• Data for the task:
▼▼▼
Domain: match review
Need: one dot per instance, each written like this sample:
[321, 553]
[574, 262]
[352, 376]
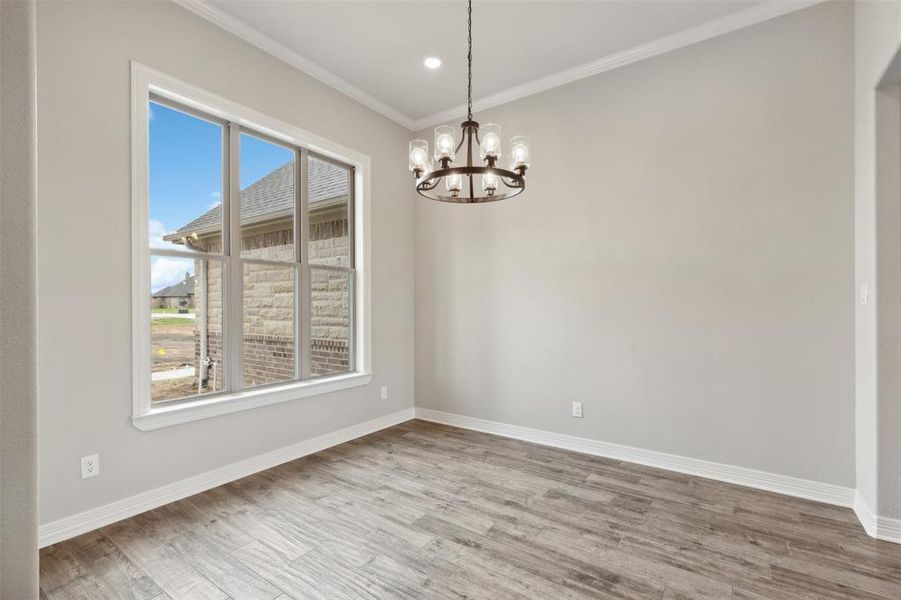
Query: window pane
▲▲▲
• What is needed:
Copy out the entries verbatim, but skip every picture.

• Answer space:
Domain: match review
Need: one dot per instance, each written like this sample:
[321, 553]
[574, 262]
[352, 376]
Query: window pane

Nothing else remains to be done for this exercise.